DIRECTIONS:
Return a copy of every line in the records that includes the word "below".

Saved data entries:

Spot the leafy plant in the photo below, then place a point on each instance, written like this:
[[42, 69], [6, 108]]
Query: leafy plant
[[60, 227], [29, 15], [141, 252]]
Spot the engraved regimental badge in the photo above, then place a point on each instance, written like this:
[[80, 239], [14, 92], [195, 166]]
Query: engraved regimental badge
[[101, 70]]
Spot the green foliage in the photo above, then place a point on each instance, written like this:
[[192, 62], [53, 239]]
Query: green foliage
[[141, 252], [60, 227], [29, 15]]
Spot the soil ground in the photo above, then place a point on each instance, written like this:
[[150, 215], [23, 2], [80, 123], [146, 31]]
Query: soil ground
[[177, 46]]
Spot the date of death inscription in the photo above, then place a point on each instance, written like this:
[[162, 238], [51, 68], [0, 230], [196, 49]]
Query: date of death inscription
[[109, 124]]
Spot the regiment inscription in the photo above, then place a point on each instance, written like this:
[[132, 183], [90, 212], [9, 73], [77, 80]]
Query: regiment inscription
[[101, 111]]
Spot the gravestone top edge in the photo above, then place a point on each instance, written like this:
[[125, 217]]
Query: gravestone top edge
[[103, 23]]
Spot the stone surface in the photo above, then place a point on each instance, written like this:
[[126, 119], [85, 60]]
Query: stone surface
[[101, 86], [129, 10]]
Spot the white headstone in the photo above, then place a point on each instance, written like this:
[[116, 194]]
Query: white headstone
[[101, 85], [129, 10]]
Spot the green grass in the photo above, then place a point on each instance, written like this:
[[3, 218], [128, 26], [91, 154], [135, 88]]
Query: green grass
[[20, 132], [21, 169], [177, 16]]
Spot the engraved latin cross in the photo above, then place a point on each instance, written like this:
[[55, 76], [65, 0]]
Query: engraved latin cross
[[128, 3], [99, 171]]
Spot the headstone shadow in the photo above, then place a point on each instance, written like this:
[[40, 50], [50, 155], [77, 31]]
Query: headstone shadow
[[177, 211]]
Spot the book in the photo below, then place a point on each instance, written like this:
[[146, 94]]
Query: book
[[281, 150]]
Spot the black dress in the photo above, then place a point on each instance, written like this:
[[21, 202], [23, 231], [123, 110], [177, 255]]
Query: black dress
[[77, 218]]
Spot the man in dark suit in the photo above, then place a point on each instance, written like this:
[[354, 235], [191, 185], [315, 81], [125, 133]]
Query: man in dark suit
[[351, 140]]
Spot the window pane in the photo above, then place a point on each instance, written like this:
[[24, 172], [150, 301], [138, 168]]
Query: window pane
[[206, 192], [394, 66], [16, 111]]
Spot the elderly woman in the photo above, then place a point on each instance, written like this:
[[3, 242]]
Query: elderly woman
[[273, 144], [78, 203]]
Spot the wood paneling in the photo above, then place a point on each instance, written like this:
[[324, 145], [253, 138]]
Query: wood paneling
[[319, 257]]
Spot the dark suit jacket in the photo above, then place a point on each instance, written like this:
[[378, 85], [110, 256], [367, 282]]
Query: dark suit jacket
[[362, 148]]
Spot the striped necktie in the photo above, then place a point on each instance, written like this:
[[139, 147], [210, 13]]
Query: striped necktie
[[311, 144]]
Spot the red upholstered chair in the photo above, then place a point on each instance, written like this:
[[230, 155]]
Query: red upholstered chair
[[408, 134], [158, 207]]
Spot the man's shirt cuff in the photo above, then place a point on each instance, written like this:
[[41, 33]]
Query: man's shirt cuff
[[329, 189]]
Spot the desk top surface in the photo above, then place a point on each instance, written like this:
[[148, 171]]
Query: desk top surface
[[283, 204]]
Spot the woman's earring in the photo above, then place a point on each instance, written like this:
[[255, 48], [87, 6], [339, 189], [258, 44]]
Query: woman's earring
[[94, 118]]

ANSWER TO THIS TASK:
Spot the leafy plant in the photo below, then place a point on each instance, written like this:
Spot the book in the photo below, then place a point on each instance, written like this:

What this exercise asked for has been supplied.